TASK DIRECTIONS ▸ Which lines of the data below contain the string "road", with case counting? Identify each one and copy it in full.

[Data items]
>>>

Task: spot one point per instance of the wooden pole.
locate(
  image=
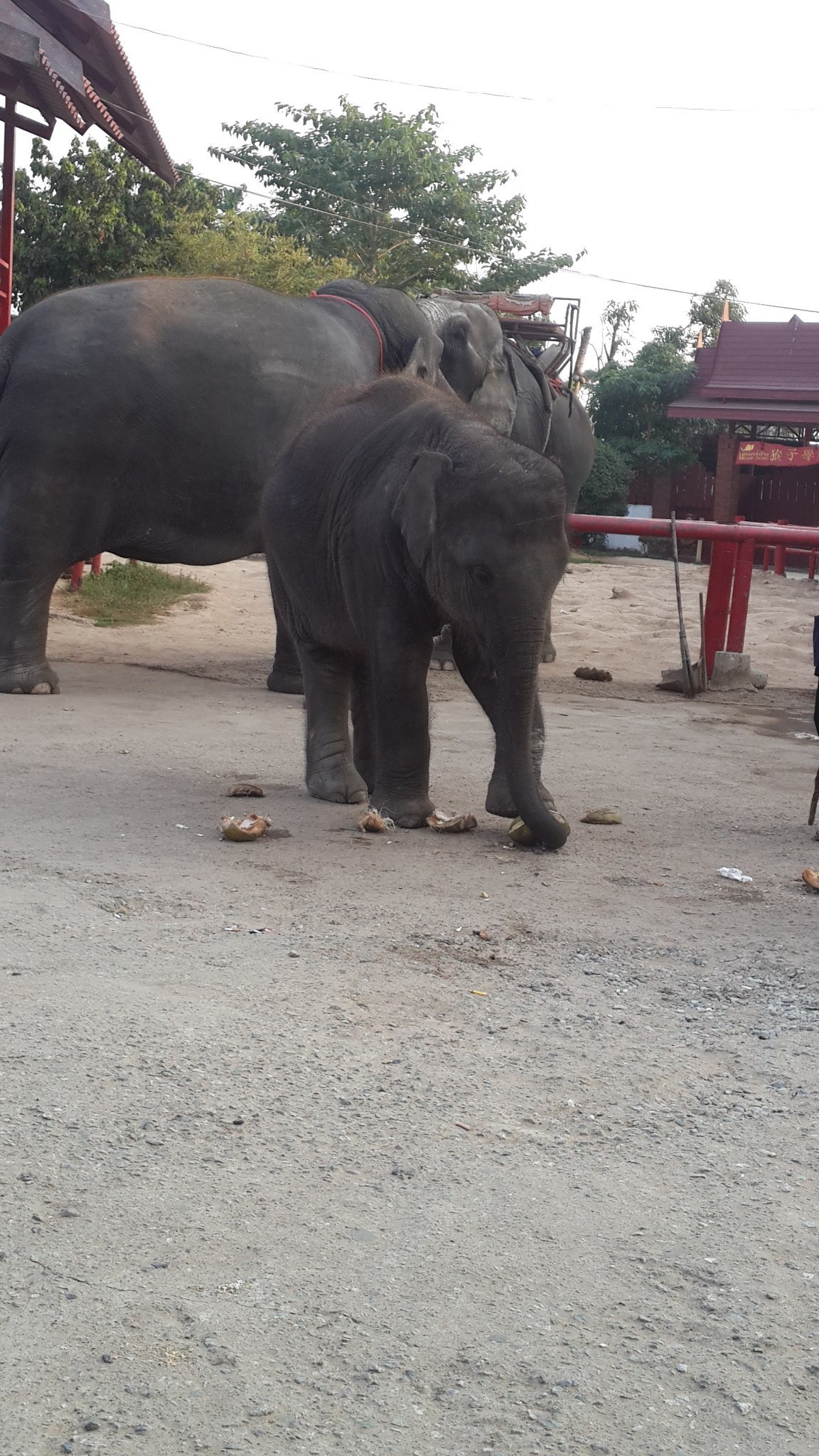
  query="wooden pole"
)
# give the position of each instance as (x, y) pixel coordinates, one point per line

<<<
>>>

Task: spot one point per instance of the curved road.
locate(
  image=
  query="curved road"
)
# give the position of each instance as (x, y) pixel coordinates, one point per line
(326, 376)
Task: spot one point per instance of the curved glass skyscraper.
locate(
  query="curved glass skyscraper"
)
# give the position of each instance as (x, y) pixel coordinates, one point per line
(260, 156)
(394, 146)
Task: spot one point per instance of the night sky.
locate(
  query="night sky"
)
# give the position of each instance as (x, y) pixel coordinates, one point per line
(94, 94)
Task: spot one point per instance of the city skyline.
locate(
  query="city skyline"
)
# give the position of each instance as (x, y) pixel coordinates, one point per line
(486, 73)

<<<
>>>

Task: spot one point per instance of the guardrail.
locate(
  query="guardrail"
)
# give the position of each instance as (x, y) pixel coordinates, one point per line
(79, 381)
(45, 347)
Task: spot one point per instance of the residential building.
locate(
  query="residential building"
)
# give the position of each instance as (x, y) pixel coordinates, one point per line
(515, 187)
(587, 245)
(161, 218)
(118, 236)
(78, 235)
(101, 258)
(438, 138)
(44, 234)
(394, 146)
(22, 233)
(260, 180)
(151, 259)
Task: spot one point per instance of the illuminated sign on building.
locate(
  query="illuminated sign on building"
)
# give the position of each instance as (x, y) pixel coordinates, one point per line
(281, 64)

<<<

REPLY TO THE EXERCISE ▸
Task: spot one point per instance of the curved road.
  query="curved road"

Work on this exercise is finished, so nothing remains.